Omit the pictures, please, and give each record below again exactly.

* START DATA RECORDS *

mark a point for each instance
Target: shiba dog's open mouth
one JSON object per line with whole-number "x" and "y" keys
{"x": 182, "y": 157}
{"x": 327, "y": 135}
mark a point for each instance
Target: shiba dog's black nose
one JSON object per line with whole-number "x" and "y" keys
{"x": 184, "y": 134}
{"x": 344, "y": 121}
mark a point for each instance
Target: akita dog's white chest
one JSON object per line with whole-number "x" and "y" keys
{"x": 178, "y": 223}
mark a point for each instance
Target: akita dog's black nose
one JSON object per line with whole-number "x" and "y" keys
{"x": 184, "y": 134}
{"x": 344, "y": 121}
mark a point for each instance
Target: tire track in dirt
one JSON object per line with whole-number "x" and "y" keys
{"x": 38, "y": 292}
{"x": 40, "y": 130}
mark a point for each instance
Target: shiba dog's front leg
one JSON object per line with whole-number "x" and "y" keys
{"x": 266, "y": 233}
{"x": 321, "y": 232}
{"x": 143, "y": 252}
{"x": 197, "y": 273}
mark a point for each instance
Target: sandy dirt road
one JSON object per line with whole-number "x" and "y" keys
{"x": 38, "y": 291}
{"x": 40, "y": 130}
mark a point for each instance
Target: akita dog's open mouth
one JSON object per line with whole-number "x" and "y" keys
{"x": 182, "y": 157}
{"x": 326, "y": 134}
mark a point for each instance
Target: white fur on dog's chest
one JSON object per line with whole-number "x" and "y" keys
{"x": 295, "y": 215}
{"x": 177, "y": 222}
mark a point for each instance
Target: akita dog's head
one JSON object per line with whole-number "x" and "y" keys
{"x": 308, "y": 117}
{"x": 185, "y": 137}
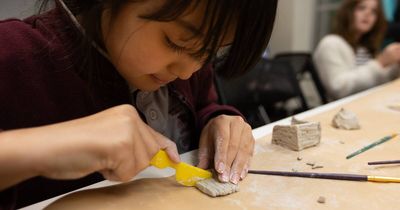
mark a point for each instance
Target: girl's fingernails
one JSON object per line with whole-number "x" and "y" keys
{"x": 220, "y": 167}
{"x": 225, "y": 177}
{"x": 235, "y": 178}
{"x": 243, "y": 174}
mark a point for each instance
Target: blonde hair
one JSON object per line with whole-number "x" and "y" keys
{"x": 372, "y": 40}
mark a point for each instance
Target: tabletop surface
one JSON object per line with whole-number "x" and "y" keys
{"x": 155, "y": 189}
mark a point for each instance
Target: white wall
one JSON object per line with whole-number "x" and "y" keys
{"x": 16, "y": 8}
{"x": 294, "y": 26}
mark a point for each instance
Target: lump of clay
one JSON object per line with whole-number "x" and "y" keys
{"x": 346, "y": 120}
{"x": 395, "y": 107}
{"x": 297, "y": 136}
{"x": 215, "y": 188}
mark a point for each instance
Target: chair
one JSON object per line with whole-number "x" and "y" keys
{"x": 241, "y": 93}
{"x": 257, "y": 92}
{"x": 302, "y": 63}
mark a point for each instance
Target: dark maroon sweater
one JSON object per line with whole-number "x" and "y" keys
{"x": 39, "y": 85}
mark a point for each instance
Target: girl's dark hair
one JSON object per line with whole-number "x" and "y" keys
{"x": 253, "y": 19}
{"x": 372, "y": 40}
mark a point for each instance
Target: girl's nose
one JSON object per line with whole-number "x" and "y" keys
{"x": 183, "y": 69}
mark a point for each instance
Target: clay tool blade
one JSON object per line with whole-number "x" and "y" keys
{"x": 380, "y": 141}
{"x": 335, "y": 176}
{"x": 185, "y": 174}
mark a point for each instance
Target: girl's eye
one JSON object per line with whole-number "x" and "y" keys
{"x": 179, "y": 49}
{"x": 176, "y": 48}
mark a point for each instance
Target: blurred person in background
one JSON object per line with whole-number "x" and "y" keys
{"x": 350, "y": 60}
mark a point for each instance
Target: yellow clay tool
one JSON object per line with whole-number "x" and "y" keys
{"x": 186, "y": 174}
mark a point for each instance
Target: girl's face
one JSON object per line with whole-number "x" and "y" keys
{"x": 150, "y": 54}
{"x": 365, "y": 16}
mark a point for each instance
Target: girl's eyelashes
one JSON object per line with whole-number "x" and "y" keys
{"x": 174, "y": 47}
{"x": 179, "y": 49}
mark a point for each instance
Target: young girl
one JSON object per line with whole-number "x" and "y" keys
{"x": 101, "y": 86}
{"x": 349, "y": 61}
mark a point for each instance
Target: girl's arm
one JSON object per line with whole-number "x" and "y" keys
{"x": 226, "y": 138}
{"x": 114, "y": 142}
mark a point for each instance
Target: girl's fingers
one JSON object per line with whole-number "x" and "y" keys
{"x": 242, "y": 158}
{"x": 220, "y": 137}
{"x": 205, "y": 150}
{"x": 168, "y": 146}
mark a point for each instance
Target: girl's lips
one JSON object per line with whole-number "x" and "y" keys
{"x": 159, "y": 81}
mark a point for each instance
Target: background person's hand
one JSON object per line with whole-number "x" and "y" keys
{"x": 227, "y": 140}
{"x": 390, "y": 55}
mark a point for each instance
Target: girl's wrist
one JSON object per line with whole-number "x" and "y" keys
{"x": 17, "y": 161}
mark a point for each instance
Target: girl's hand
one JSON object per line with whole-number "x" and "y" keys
{"x": 390, "y": 55}
{"x": 114, "y": 142}
{"x": 231, "y": 139}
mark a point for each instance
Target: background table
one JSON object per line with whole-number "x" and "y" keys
{"x": 274, "y": 192}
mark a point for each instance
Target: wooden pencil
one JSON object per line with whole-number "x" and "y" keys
{"x": 335, "y": 176}
{"x": 380, "y": 141}
{"x": 384, "y": 162}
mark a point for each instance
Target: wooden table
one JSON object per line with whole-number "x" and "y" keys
{"x": 274, "y": 192}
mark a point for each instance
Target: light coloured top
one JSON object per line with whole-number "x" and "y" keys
{"x": 336, "y": 63}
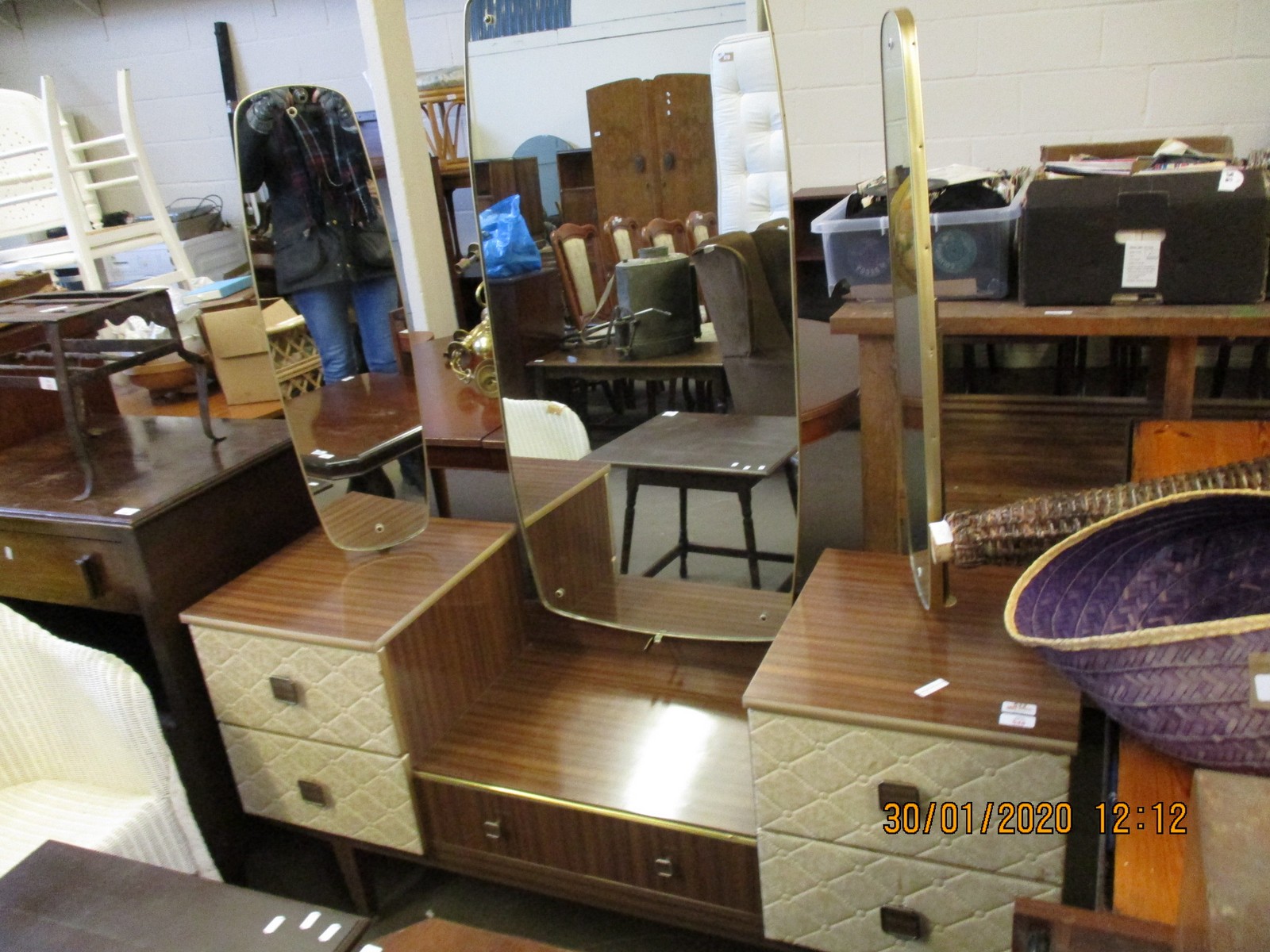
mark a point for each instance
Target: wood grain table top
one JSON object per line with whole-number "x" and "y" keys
{"x": 1013, "y": 319}
{"x": 1149, "y": 866}
{"x": 857, "y": 644}
{"x": 79, "y": 900}
{"x": 317, "y": 593}
{"x": 645, "y": 734}
{"x": 723, "y": 444}
{"x": 144, "y": 467}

* END DATA RECORDS *

▶ TASK RESPONSE
mark a point for each instance
Target: shiba dog's open mouth
one JSON object per line with whole-number "x" and "y" keys
{"x": 182, "y": 157}
{"x": 327, "y": 135}
mark a point for each instance
Target: shiba dog's black nose
one JSON object per line with whole-number "x" and "y" keys
{"x": 184, "y": 134}
{"x": 344, "y": 121}
mark a point for each instance
Target: akita dog's white chest
one JSON object per line with whole-number "x" and "y" keys
{"x": 178, "y": 223}
mark a point for each instance
Target: akita dog's black nose
one JSON object per line with whole-number "x" and "y" keys
{"x": 184, "y": 134}
{"x": 344, "y": 121}
mark a point for each instance
Target: tire track in dirt
one JSON object per line with whole-number "x" and "y" keys
{"x": 38, "y": 292}
{"x": 40, "y": 130}
mark a point for each instance
Target: shiba dog's front leg
one JSON object per line with whole-number "x" and "y" keys
{"x": 266, "y": 233}
{"x": 321, "y": 232}
{"x": 143, "y": 252}
{"x": 197, "y": 273}
mark a point for each instance
Target: sandy dirt road
one JSON object per line with whole-number "x" and "y" keys
{"x": 38, "y": 291}
{"x": 40, "y": 130}
mark a point for each instance
Target: akita dog's open mouth
one JSON object per line with whole-number "x" and "y" keys
{"x": 182, "y": 157}
{"x": 326, "y": 134}
mark a point for each instance
Target: white fur on dog's chest
one JSON object per line with whole-number "x" and "y" keys
{"x": 295, "y": 215}
{"x": 177, "y": 222}
mark a point for each instance
Target: akita dog's head
one JSON object per line with whole-number "x" and "y" keys
{"x": 308, "y": 117}
{"x": 185, "y": 137}
mark a point for each instance
Target: girl's fingernails
one JSON object per line with whole-number "x" and "y" keys
{"x": 220, "y": 167}
{"x": 225, "y": 177}
{"x": 235, "y": 178}
{"x": 243, "y": 174}
mark a point for each instance
Target: blonde hair
one JSON object per line with whole-number "x" and "y" keys
{"x": 372, "y": 40}
mark a point for each instance
Target: tabletop surface
one JSON object per line with whole-number "x" and "y" keys
{"x": 155, "y": 189}
mark a point for each instance
Target: white wall
one JSON object per line with whole-number "x" and "y" keys
{"x": 16, "y": 8}
{"x": 294, "y": 26}
mark a point for each instance
Target: lump of clay
one JSON object per line with whole-number "x" and "y" keys
{"x": 346, "y": 120}
{"x": 395, "y": 107}
{"x": 297, "y": 136}
{"x": 215, "y": 188}
mark a point for each instance
Target: chair
one JSON object per line with whole-number "x" and "y" keys
{"x": 241, "y": 93}
{"x": 257, "y": 92}
{"x": 302, "y": 63}
mark a point for each instance
Target: dark maroon sweater
one JSON object per line with whole-number "x" and "y" keys
{"x": 39, "y": 85}
mark a point for each instance
Target: girl's dark hair
one JSON object per line with whole-number "x" and "y" keys
{"x": 253, "y": 19}
{"x": 372, "y": 40}
mark a point for each instance
Target: girl's nose
one JSON object per line with whole-number "x" and "y" keys
{"x": 183, "y": 69}
mark a point for each instance
Target: clay tool blade
one JSON object per line with whole-number "x" and "y" keys
{"x": 380, "y": 141}
{"x": 335, "y": 176}
{"x": 185, "y": 174}
mark a point for each instance
Target: girl's eye
one JSON object per line with whole-number "x" and "y" keys
{"x": 179, "y": 49}
{"x": 176, "y": 48}
mark a point for each instance
Target: blurred person in background
one JSON object per line with whole-number "x" and "y" keys
{"x": 350, "y": 60}
mark a point for each instance
Target: yellow clay tool
one JSON object per line with whole-number "x" and "y" keys
{"x": 186, "y": 174}
mark a point for each instance
Target: girl's face
one JSON object per line with whole-number "x" and "y" keys
{"x": 150, "y": 54}
{"x": 365, "y": 16}
mark a point for each instance
Target: girl's eyelashes
one JSON object per line with whole-number "x" and "y" keys
{"x": 174, "y": 47}
{"x": 179, "y": 49}
mark a point for each instance
Target: young girl
one JSON object per line with whole-number "x" and "y" keys
{"x": 101, "y": 86}
{"x": 349, "y": 61}
mark a point for each instance
Target: girl's arm
one JSON object per line with whole-number "x" and "y" keys
{"x": 226, "y": 138}
{"x": 114, "y": 142}
mark a point for each instance
Target: girl's fingers
one JSON object per line with whole-number "x" and "y" keys
{"x": 242, "y": 158}
{"x": 220, "y": 137}
{"x": 205, "y": 150}
{"x": 168, "y": 146}
mark a point for each instance
Target: girl's lips
one JSON object per line with whole-number "x" and "y" keys
{"x": 159, "y": 81}
mark a point for each instance
Target: background person's hand
one JSON object per line with whole-number "x" and "y" keys
{"x": 227, "y": 140}
{"x": 390, "y": 55}
mark a point for each instance
Target: girl's wrist
one JSON object per line with whole-number "x" and "y" keys
{"x": 17, "y": 161}
mark a point for each instance
Target: girl's hand
one JSON object per line with whole-number "x" and "y" keys
{"x": 390, "y": 55}
{"x": 114, "y": 142}
{"x": 231, "y": 139}
mark a point for each instance
Target: background table
one JSON object per line with whole-number "x" and "y" keys
{"x": 274, "y": 192}
mark a point for each instance
Target: wooden pencil
one JSON object per line with whole-number "x" and "y" keys
{"x": 335, "y": 176}
{"x": 380, "y": 141}
{"x": 384, "y": 162}
mark a point for each instance
Target: wooden table
one JSON object per line with whole-number "x" and "y" keys
{"x": 274, "y": 192}
mark a point for each instance
Target: light coloured top
one JSON object per line with whole-number "x" and "y" keys
{"x": 336, "y": 63}
mark a point for each instance
Target: wood grain table top
one JSON object per line with whole-number "x" and "y" keys
{"x": 1013, "y": 319}
{"x": 1149, "y": 866}
{"x": 857, "y": 644}
{"x": 79, "y": 900}
{"x": 317, "y": 593}
{"x": 645, "y": 734}
{"x": 723, "y": 444}
{"x": 144, "y": 467}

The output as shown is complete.